Work order - Repeat precisely the span of lines below that opens with the line containing "pin the melted" and closes with the line containing "x=210, y=180", both included.

[Image point grounding data]

======

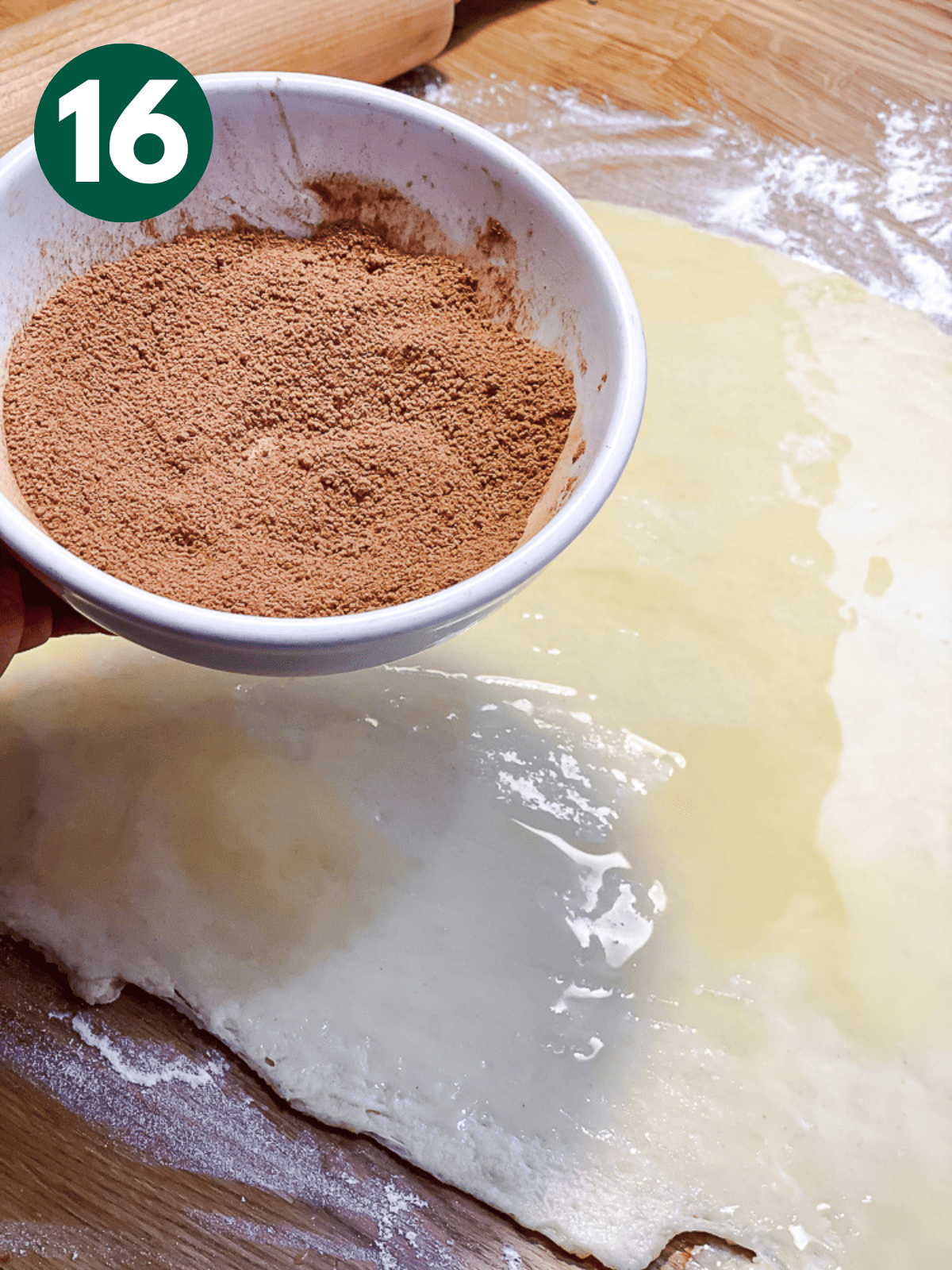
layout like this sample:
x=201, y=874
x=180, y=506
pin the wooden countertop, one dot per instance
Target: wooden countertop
x=812, y=71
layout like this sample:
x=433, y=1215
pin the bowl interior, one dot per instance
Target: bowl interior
x=290, y=152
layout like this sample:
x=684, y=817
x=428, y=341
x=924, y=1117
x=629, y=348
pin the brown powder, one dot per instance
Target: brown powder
x=282, y=427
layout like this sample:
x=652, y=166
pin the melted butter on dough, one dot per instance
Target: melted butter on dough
x=736, y=1026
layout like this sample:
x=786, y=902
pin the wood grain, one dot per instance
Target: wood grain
x=368, y=40
x=114, y=1206
x=810, y=71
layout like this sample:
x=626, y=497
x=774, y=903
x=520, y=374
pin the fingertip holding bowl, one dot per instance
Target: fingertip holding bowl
x=286, y=149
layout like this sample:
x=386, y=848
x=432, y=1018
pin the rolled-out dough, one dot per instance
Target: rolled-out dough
x=628, y=911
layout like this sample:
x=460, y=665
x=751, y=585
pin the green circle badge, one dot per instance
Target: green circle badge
x=124, y=133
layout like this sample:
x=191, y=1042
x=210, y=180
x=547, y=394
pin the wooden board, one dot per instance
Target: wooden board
x=812, y=71
x=71, y=1181
x=806, y=70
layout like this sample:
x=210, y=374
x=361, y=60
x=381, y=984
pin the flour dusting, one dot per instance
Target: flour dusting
x=888, y=225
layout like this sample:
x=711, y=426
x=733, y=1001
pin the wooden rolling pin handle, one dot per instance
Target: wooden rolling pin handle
x=366, y=40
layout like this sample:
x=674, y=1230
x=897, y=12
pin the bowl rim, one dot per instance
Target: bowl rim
x=443, y=607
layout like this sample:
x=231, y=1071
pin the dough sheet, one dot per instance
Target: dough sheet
x=628, y=911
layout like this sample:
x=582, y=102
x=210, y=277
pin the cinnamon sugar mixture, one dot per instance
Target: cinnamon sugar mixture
x=282, y=427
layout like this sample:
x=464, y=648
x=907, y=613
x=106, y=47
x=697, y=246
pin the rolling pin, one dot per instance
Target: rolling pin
x=366, y=40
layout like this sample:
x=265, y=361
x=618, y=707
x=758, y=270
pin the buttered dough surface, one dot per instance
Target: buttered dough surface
x=628, y=911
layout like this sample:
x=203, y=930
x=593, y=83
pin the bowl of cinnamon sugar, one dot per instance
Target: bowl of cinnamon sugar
x=353, y=394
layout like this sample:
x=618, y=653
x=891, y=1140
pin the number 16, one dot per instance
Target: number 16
x=136, y=121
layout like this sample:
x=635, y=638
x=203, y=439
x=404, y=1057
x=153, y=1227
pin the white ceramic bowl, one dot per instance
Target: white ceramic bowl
x=272, y=135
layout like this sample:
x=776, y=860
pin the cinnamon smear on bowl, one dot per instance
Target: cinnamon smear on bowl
x=283, y=427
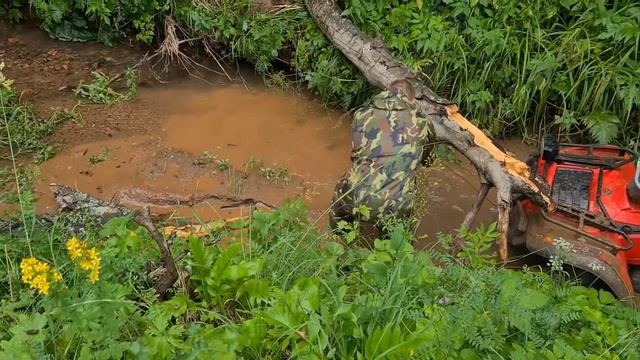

======

Your solution -
pin the melted butter on dough, one dot per instance
Target: melted butter on dough
x=736, y=1026
layout like this sample:
x=786, y=902
pin the wood grain, one dot per instance
Target: wood grain
x=368, y=40
x=114, y=1206
x=810, y=71
layout like this sample:
x=626, y=497
x=774, y=903
x=520, y=374
pin the fingertip holding bowl, one dot per instance
Target: fingertip holding bowl
x=286, y=149
layout like this sample:
x=386, y=848
x=432, y=1018
pin the rolled-out dough, one dot per instance
Target: rolled-out dough
x=628, y=911
layout like this sample:
x=460, y=665
x=751, y=585
pin the green circle badge, one dot per instance
Target: green circle badge
x=124, y=133
layout like this sample:
x=191, y=1042
x=210, y=180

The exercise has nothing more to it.